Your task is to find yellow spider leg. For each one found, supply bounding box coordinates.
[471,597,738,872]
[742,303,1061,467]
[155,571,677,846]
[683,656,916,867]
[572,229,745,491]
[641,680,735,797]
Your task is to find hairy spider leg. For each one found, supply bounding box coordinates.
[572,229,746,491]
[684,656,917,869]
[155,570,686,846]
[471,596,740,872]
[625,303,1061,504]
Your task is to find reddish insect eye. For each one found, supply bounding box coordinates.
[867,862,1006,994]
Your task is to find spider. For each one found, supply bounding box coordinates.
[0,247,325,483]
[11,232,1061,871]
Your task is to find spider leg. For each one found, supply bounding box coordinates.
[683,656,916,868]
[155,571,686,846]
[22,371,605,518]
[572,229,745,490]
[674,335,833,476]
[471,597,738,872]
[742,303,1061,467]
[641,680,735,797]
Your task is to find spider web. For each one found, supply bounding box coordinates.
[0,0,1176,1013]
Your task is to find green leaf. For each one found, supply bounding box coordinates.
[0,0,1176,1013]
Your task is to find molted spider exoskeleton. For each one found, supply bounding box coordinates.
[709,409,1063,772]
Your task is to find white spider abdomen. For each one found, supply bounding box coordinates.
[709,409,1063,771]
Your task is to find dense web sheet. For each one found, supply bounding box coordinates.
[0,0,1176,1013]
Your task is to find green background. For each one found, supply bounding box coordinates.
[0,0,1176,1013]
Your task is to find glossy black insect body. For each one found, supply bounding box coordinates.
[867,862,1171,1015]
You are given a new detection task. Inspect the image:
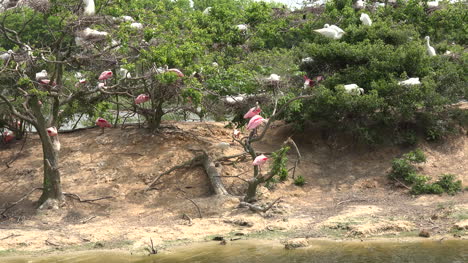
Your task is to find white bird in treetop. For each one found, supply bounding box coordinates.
[266,74,281,82]
[0,49,14,60]
[359,13,372,26]
[344,84,364,95]
[398,78,421,86]
[424,36,437,57]
[36,69,47,81]
[83,0,96,16]
[314,24,345,40]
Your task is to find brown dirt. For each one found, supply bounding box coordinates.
[0,123,468,252]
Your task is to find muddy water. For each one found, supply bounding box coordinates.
[0,240,468,263]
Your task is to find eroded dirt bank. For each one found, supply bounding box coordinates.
[0,123,468,255]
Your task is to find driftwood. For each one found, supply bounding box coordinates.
[239,197,281,213]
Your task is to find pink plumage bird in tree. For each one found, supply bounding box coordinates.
[99,70,112,80]
[2,131,15,143]
[244,104,262,119]
[252,154,268,166]
[47,127,58,137]
[168,68,185,78]
[135,94,150,104]
[247,115,265,130]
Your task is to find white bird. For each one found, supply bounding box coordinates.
[344,84,364,95]
[314,24,345,40]
[121,16,135,22]
[424,36,437,57]
[236,24,247,31]
[398,78,421,86]
[359,13,372,26]
[354,0,366,9]
[83,0,96,16]
[0,49,14,60]
[203,6,211,15]
[427,0,439,7]
[216,142,231,152]
[266,74,281,82]
[130,23,143,29]
[301,57,314,63]
[117,68,132,78]
[82,27,109,41]
[36,69,47,81]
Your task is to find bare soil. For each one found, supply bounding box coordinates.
[0,122,468,254]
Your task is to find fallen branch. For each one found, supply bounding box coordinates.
[0,187,44,216]
[239,197,281,213]
[63,192,114,203]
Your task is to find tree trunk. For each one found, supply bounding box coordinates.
[203,155,229,195]
[39,129,63,208]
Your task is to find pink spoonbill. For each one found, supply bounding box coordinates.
[135,94,150,104]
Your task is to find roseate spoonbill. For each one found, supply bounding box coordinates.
[135,94,150,104]
[83,0,96,16]
[99,70,112,80]
[47,127,58,137]
[252,154,268,166]
[359,13,372,26]
[236,24,248,32]
[244,103,262,119]
[344,84,364,95]
[266,74,281,82]
[354,0,366,9]
[167,68,185,77]
[2,131,15,143]
[314,24,345,40]
[203,6,212,15]
[216,142,231,152]
[82,27,109,40]
[121,16,135,22]
[36,69,47,81]
[424,36,437,57]
[130,23,143,29]
[398,78,421,86]
[247,115,265,130]
[0,49,14,60]
[232,129,241,139]
[301,57,314,63]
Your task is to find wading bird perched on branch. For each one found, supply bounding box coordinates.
[252,154,268,166]
[135,94,150,104]
[359,13,372,26]
[314,24,345,40]
[247,115,266,130]
[83,0,96,16]
[36,69,47,81]
[0,49,14,60]
[398,78,421,86]
[424,36,437,57]
[244,102,262,119]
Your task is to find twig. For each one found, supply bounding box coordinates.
[0,187,43,216]
[63,192,114,203]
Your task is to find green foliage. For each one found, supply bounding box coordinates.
[294,175,305,186]
[389,149,462,195]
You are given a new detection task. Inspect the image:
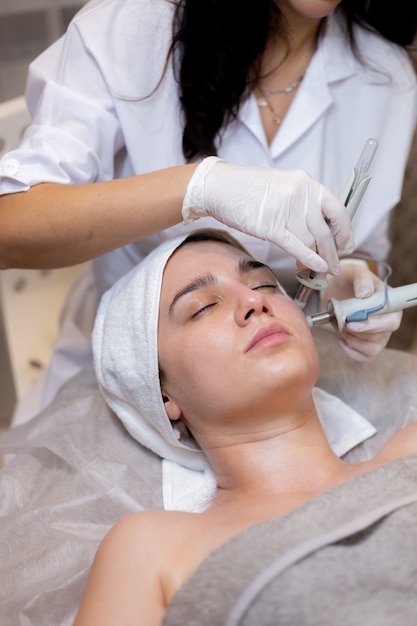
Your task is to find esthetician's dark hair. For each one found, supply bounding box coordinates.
[168,0,417,161]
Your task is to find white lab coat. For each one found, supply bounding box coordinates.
[0,0,417,420]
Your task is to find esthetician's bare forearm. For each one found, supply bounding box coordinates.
[0,165,196,269]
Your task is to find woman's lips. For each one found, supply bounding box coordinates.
[245,324,290,352]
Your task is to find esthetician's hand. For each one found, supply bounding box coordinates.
[320,259,402,361]
[182,157,354,274]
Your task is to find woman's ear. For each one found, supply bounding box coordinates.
[162,392,182,422]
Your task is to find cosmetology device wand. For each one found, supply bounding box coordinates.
[306,283,417,332]
[294,139,378,309]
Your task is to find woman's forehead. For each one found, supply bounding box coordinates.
[165,241,252,275]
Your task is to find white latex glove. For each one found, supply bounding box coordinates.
[320,259,402,361]
[182,157,354,274]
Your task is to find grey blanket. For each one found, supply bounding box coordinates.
[0,328,417,626]
[163,456,417,626]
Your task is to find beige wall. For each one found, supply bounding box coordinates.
[0,0,85,102]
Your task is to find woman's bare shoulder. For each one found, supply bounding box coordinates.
[375,423,417,463]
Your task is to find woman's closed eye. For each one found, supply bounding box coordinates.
[191,302,216,319]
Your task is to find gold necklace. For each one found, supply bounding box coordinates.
[256,74,305,126]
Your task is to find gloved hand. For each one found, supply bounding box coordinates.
[182,157,354,274]
[320,259,402,361]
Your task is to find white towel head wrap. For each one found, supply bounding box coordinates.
[93,229,250,470]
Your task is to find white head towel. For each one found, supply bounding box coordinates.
[93,229,254,470]
[93,229,374,510]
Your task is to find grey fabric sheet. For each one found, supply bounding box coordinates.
[163,456,417,626]
[0,329,417,626]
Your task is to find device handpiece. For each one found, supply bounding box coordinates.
[294,139,378,309]
[306,283,417,332]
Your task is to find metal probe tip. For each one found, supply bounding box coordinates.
[306,311,336,327]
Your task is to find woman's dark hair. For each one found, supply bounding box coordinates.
[166,0,417,161]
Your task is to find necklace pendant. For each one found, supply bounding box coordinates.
[256,96,268,108]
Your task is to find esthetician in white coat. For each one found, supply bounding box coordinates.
[0,0,417,422]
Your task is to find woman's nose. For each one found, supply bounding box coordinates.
[236,288,272,325]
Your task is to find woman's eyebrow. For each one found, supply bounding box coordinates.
[168,272,217,315]
[237,257,274,276]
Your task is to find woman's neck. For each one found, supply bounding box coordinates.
[202,402,347,498]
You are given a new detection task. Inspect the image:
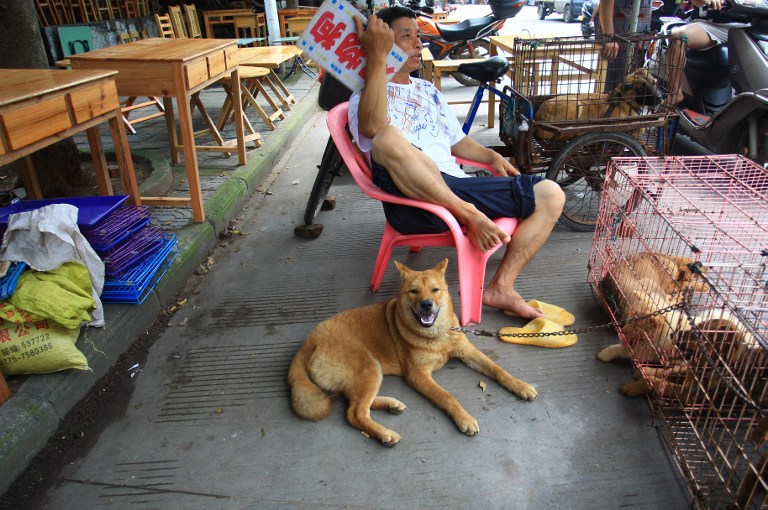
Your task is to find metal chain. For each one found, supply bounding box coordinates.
[451,302,685,338]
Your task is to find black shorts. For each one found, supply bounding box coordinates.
[371,161,543,234]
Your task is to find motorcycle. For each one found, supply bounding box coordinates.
[663,0,768,164]
[407,0,525,87]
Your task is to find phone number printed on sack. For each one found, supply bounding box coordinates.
[0,342,53,366]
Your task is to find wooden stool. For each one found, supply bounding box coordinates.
[216,66,285,133]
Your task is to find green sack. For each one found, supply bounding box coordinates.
[0,319,89,376]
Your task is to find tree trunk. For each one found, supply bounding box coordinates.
[0,0,85,197]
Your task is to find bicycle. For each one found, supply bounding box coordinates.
[459,34,672,232]
[304,73,352,225]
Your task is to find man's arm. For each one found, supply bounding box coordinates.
[355,15,394,138]
[597,0,619,60]
[451,136,520,176]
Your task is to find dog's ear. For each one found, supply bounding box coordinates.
[394,260,412,280]
[432,259,448,275]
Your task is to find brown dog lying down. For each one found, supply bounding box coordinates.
[621,309,766,405]
[288,259,537,446]
[533,68,661,140]
[597,251,709,394]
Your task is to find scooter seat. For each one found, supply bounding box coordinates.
[435,14,496,42]
[685,44,728,75]
[458,57,509,83]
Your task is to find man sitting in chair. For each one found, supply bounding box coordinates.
[349,7,565,318]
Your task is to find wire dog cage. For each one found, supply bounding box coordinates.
[499,33,682,231]
[589,156,768,508]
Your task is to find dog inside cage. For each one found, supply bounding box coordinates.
[589,155,768,508]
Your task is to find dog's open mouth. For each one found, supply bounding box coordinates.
[411,308,440,328]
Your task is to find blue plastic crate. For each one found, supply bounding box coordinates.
[83,205,152,255]
[101,232,179,304]
[0,195,128,229]
[100,225,165,277]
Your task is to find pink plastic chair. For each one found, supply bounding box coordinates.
[327,103,518,326]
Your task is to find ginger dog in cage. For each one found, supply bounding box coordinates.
[622,309,766,406]
[597,251,709,396]
[288,259,537,446]
[533,67,661,140]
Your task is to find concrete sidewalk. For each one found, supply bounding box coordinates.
[0,64,690,510]
[0,66,319,493]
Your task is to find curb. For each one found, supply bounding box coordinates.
[0,87,318,494]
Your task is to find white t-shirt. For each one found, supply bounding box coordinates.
[349,78,469,177]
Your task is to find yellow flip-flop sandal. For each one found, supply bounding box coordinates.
[499,317,578,349]
[502,299,576,326]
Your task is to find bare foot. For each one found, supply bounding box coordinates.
[465,211,512,251]
[483,287,544,319]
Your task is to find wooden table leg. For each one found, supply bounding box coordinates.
[488,41,499,129]
[16,156,43,200]
[231,67,246,165]
[86,126,114,195]
[163,97,179,165]
[109,112,141,205]
[174,88,205,223]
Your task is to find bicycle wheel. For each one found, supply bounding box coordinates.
[450,39,491,87]
[304,137,344,225]
[547,133,645,232]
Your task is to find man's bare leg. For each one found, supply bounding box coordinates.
[371,126,510,250]
[483,180,565,318]
[667,23,715,106]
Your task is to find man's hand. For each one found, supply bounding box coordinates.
[355,14,395,61]
[491,151,520,177]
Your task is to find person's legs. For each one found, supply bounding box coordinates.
[371,126,510,250]
[666,23,717,106]
[483,180,565,318]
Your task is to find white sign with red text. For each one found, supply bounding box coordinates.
[296,0,407,92]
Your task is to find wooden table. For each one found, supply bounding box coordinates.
[237,44,301,110]
[0,69,140,403]
[0,69,140,205]
[70,38,246,223]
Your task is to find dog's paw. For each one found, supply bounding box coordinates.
[515,382,539,401]
[456,414,480,436]
[381,430,400,447]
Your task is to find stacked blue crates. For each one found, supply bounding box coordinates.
[81,206,179,304]
[0,195,179,304]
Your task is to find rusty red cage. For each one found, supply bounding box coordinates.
[589,156,768,508]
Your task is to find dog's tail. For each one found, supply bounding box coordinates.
[288,344,333,421]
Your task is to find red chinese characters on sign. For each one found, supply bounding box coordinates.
[335,33,365,78]
[310,12,347,51]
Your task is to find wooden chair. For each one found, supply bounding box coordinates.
[168,5,187,39]
[182,4,203,39]
[234,15,263,46]
[67,0,100,23]
[216,66,285,133]
[155,14,176,39]
[93,0,115,20]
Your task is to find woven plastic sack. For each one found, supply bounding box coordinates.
[0,311,89,376]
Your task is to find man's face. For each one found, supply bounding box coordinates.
[392,18,424,73]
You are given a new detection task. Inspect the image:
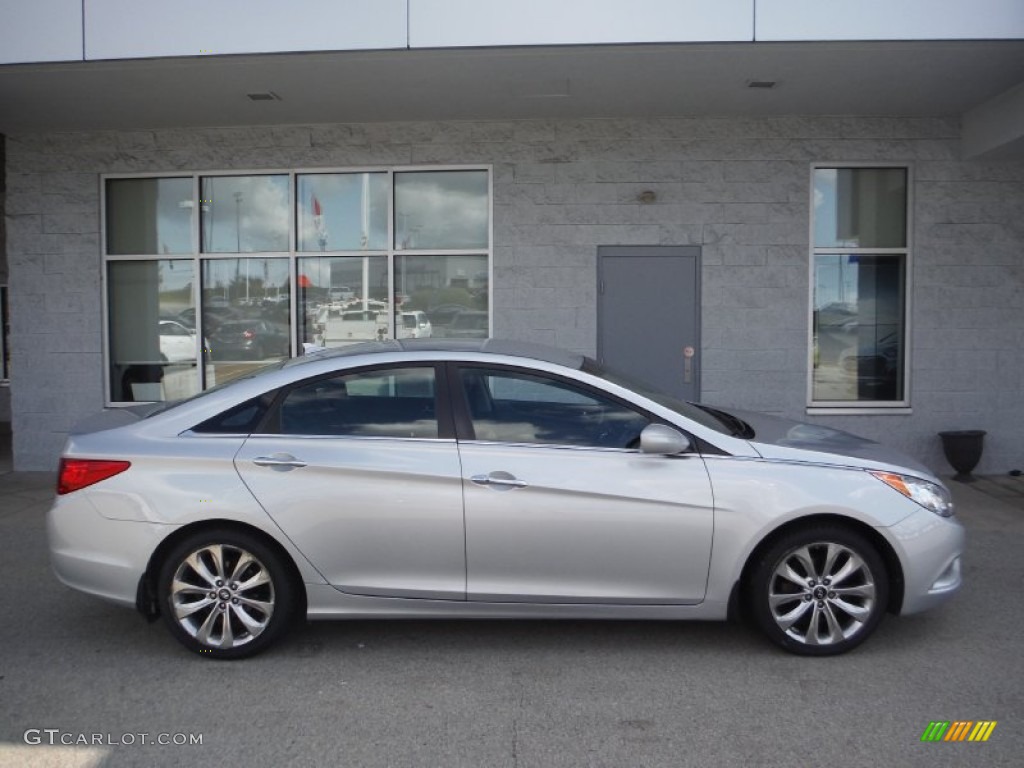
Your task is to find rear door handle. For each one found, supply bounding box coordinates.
[253,454,306,472]
[469,472,528,490]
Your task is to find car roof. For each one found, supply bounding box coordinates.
[285,339,586,370]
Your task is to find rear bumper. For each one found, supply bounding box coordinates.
[46,494,174,606]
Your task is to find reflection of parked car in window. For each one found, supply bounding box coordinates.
[839,331,899,399]
[427,304,469,328]
[210,318,291,360]
[180,306,238,336]
[398,310,433,339]
[330,286,355,301]
[160,319,199,362]
[444,309,489,339]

━━━━━━━━━━━━━━━━━━━━━━━━━━━━━━

_AIM OF THE TASK_
Can you recast the listing, from the line with "Your task is to find gold" to the line with "[93,229,250,470]", both included, as a JSON list of strings with one string per line and blank lines left out?

_REPLY TO THE TASK_
[
  "Your task is to find gold necklace. For each one found, supply bounding box coordinates.",
  "[256,74,305,126]",
  "Your task is to find gloved hand. For each one found, supply bounding box coordinates.",
  "[182,157,354,274]",
  "[320,259,402,361]",
  "Your task is to find white towel head wrap. For each one found, supply bounding box coordinates.",
  "[93,229,250,470]"
]